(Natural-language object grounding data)
════

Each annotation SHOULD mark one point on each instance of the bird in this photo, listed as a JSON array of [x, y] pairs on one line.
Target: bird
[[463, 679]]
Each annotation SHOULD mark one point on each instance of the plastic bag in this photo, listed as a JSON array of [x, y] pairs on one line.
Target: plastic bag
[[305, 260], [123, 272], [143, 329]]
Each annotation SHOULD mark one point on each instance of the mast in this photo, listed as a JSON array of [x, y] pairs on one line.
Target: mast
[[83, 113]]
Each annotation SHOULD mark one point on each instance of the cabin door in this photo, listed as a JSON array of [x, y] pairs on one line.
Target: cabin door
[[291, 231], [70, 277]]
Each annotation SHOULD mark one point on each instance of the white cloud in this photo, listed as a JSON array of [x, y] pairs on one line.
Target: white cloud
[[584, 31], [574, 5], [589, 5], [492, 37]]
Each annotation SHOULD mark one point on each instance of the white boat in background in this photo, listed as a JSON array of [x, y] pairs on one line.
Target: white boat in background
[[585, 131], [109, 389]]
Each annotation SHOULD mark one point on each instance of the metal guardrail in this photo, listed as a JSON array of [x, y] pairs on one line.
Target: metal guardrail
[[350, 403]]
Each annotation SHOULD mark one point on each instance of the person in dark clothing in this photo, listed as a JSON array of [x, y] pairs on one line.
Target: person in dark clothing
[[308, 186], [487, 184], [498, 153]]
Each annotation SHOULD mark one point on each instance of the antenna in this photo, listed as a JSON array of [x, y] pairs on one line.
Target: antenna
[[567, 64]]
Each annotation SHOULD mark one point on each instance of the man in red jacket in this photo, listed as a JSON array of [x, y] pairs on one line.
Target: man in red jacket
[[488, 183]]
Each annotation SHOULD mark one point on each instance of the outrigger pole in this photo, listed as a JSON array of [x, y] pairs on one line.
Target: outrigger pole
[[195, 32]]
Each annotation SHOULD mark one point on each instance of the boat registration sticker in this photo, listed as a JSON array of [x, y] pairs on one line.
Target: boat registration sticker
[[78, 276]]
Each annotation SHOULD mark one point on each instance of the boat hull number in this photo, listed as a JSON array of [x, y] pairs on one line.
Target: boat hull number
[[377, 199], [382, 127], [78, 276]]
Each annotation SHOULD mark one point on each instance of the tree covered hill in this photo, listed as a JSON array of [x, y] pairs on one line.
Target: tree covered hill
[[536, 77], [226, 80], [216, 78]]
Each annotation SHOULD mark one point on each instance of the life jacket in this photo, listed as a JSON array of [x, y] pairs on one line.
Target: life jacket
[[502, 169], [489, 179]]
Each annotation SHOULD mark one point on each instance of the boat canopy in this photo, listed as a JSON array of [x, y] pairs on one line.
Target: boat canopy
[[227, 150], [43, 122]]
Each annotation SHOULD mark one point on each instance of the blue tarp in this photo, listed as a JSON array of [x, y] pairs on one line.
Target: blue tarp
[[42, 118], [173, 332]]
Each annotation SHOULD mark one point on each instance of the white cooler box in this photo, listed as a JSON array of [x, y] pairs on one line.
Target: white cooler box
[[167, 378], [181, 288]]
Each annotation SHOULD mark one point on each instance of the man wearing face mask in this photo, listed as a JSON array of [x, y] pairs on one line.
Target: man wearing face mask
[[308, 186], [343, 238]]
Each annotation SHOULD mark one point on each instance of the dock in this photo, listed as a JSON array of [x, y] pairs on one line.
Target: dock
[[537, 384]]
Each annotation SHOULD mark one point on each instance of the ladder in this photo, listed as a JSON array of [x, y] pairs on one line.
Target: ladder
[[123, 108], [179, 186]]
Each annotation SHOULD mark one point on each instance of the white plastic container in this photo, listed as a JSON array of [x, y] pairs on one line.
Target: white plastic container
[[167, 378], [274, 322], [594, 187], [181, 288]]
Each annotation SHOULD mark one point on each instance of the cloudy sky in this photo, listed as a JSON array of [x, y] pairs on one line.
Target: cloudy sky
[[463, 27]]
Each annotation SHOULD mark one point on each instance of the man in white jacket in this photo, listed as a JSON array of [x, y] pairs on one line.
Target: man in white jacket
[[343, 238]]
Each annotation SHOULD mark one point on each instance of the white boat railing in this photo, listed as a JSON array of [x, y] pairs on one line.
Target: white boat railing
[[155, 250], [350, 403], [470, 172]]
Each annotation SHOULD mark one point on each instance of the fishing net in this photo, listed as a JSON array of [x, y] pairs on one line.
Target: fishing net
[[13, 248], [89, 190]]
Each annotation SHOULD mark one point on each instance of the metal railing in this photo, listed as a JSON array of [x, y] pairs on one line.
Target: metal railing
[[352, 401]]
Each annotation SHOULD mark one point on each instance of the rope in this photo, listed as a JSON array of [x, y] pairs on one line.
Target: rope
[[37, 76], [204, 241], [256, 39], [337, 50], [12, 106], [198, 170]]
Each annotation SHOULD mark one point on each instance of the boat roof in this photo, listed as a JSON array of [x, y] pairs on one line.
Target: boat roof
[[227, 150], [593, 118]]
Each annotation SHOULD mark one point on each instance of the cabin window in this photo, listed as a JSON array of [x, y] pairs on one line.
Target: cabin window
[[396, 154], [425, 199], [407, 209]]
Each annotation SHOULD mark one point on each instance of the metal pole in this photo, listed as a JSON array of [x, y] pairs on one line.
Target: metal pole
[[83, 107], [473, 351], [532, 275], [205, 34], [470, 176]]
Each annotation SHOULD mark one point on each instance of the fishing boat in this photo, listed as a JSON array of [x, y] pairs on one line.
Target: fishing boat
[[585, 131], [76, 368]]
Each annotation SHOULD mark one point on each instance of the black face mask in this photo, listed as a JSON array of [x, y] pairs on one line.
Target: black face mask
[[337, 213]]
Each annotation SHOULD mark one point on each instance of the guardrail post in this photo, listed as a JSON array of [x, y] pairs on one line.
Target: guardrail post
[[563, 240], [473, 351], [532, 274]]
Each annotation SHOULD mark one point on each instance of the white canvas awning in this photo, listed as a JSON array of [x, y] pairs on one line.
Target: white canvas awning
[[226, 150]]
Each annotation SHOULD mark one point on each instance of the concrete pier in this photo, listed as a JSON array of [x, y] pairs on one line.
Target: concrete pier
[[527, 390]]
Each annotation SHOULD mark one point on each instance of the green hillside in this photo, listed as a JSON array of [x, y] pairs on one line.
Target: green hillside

════

*What you need to do*: Print the data above exactly.

*Response area*:
Each annotation SHOULD mark one point on each instance of the bird in this photo, listed as a JSON array of [x, y] pairs on one line.
Target: bird
[[463, 679]]
Each annotation SHOULD mark one point on each instance of the plastic bag in this photo, listed as a JSON array of [x, y] pairs on one line.
Target: plastic bag
[[305, 260], [123, 272], [143, 329]]
Each annotation SHOULD mark one point on each instance of the mast in this photo, listed as a JSON array of [x, y] pairs on one line.
Target: mast
[[83, 113]]
Each annotation SHOULD mark one point on each instance of the cabin door in this photo, listed as a JSON array of [x, y] pairs on one line.
Target: cabin door
[[291, 231], [70, 277]]
Each annotation SHOULD mark one point on each instance of the white cloud in this photo, listed as a JSON array of [x, y] pairs on one line.
Target: white cloud
[[584, 31], [574, 5], [589, 5], [492, 37]]
Each annotation SHOULD mark one point on each instance of the white boat in background in this photo, listed as a JSON array of [x, y] pairs on one line.
Target: white boat in background
[[585, 131], [109, 389]]
Each annotation SHOULD mark one point on each instance of the metal guardrail in this photo, listed as a JSON array of [x, y] pairs on one line.
Target: metal guardrail
[[350, 403]]
Each annotation SHOULD mark one point on each instance of the person in dark clothing in this photo, listed as a JSON array of [x, y] pairs on one line.
Target: person in dark clothing
[[308, 186], [487, 184], [498, 153]]
Each annotation SHOULD mark one point on each instance of the antenna in this photo, listed as a JSON array of [x, y] pairs on one line.
Target: antenna
[[567, 64]]
Each annotation SHOULD mark one point on each instance of the man in red jacket in this photo, listed as a JSON array of [x, y] pairs on one line.
Target: man in red jacket
[[488, 183]]
Each annotation SHOULD mark one point on each instance of the outrigger pole in this photo, listed as a JSON array of [x, y] pairs on one line.
Target: outrigger pole
[[195, 32]]
Each annotation SHOULD mark one point on each instance of the boat registration sticker in this photo, listed as a JSON array of [x, y] pairs on one line.
Target: boat registration sticker
[[78, 276]]
Each annotation SHOULD mark one point on each instance of the boat hull number in this photo, listed as a JSON array of [x, y] pairs on one line.
Target: boat hull number
[[377, 199], [382, 127], [78, 276]]
Each annotation SHOULD mark one point on each instance of the tree covered hill in this photo, listed as a JSON array of [x, y] pairs on one line.
Target: tree covered hill
[[536, 77], [226, 80], [216, 78]]
Each annotation SHOULD mark one point on each instance of the life jacket in this photo, listed as a JSON array of [x, y] pairs on one line.
Target: life jacket
[[502, 169], [489, 179]]
Each annotation SHOULD mark one point on each instance of the boat canopy in this photo, listed as a JSON array of [x, y] pairs on one line.
Target: boat canopy
[[227, 150], [43, 122]]
Each annotation SHOULD mark one point on each instance of the blue tarp in this photo, listed as a JSON array of [x, y] pairs on one line.
Target: blue tarp
[[42, 118], [173, 332]]
Each annotation SHOULD mark one point on each instance of the white cooler box in this photo, listed as a JSON array of [x, y] pairs on one line.
Target: white cooler box
[[167, 378], [181, 288]]
Each annotation SHOULD mark one point on each instance of the man wearing face mask in this photo, listed as a JSON array of [x, y] pairs on one line.
Target: man wearing face mask
[[308, 186], [343, 238]]
Each annotation SHOULD mark one point on each instance of the dock in this photo, listed as a JSON array of [x, y] pairs on one line.
Target: dock
[[537, 384]]
Each annotation SHOULD mark one point on each instance of the ladder in this photo, listed as a JSON array of [x, y] pairs on one line.
Target: ladder
[[123, 108], [179, 186]]
Each annotation SHOULD mark one point on each instance of the white plastic container in this photo, listed as a JSON array of [x, y] pairs on one line.
Target: white plastic container
[[167, 378], [274, 322], [594, 187], [181, 288]]
Each annotation SHOULD mark one point on each instance of the cloudy sky in this photo, listed as a JSON array of [x, y] pairs on one line.
Target: cloudy sky
[[463, 27]]
Each annotation SHOULD mark one point on each instance of the man in white jacket in this photo, listed as a JSON array of [x, y] pairs on one line.
Target: man in white jacket
[[343, 238]]
Each annotation SHOULD mark one point on each instance of the white boat railing in this photo, listed as a JSON array of [x, y] pairs on one line.
Target: white boat railing
[[155, 250], [350, 403], [470, 172]]
Each annotation SHOULD mark one point on each instance of the fishing net in this photo, listed as a JSON array of [x, y] pairs on one line.
Target: fishing net
[[13, 248], [89, 190]]
Each annotation SHOULD mark one point on each instance of the metal railing in this photo, listed as a JSON array of [x, y] pairs on one line.
Target: metal railing
[[352, 401]]
Each annotation SHOULD mark one point on each instance of the rope in this photo, listed as a JSON array of [x, y] pairs on one line.
Target: rope
[[37, 76], [204, 241], [256, 39], [337, 50], [12, 106], [198, 170]]
Each annotation SHOULD mark one point on each instance of the boat roof in this photo, listed as a JSON array of [x, y] pairs on one line.
Target: boat roof
[[227, 150], [593, 118]]
Each annotation SHOULD mark one point on each instance of the cabin window in this photo, listed as a JSON array of [x, y] pairs on one line.
Target: cabin window
[[396, 154], [425, 199], [407, 209]]
Each annotation SHOULD mark one point on each instance of the metal pole in this photo, listed as a JSON array of [x, y] pairs on one line.
Target: metal pole
[[83, 107], [473, 351], [532, 275], [205, 34], [470, 176]]
Each annotation SHOULD mark one point on each instance of the fishing boat in this photo, listed as a JSON array of [x, y] pairs on one line.
Target: fishing boat
[[585, 131], [76, 368]]
Each annotation SHOULD mark one point on each instance of the black face mask in this photo, listed as a JSON array of [x, y] pairs on one line.
Target: black face mask
[[337, 213]]
Each annotation SHOULD mark one point on each instance of the guardrail post in this photo, listed as a JSON array of [x, y] pairs on one line.
Target: guardrail post
[[563, 240], [473, 351], [532, 274]]
Each annotation SHOULD mark one point on each instance of the white canvas awning in this photo, listed as a JSON array of [x, y] pairs on one line.
Target: white canvas awning
[[226, 150]]
Each annotation SHOULD mark one point on each instance of the concrete pier in this photo, listed as a JSON array of [x, y] pairs on one line.
Target: concrete pier
[[527, 390]]
Each annotation SHOULD mark one point on each instance of the green hillside in this photo, listed as a JSON array of [x, y] pairs on one line.
Target: green hillside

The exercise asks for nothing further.